A block of data:
........

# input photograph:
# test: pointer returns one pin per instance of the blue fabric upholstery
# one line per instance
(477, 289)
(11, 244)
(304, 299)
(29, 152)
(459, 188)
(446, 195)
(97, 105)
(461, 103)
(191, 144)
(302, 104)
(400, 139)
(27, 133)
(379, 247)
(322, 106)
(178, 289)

........

## Aim of the exercise
Please write out every line of the records above, character for character, keeping each on its own line.

## Response for this exercise
# input photograph:
# test: pointer returns one pin per instance of the blue fabric upholstery
# one line per instance
(477, 289)
(11, 244)
(304, 299)
(29, 152)
(459, 188)
(446, 195)
(97, 105)
(461, 103)
(191, 144)
(302, 104)
(400, 139)
(27, 133)
(379, 247)
(322, 106)
(178, 289)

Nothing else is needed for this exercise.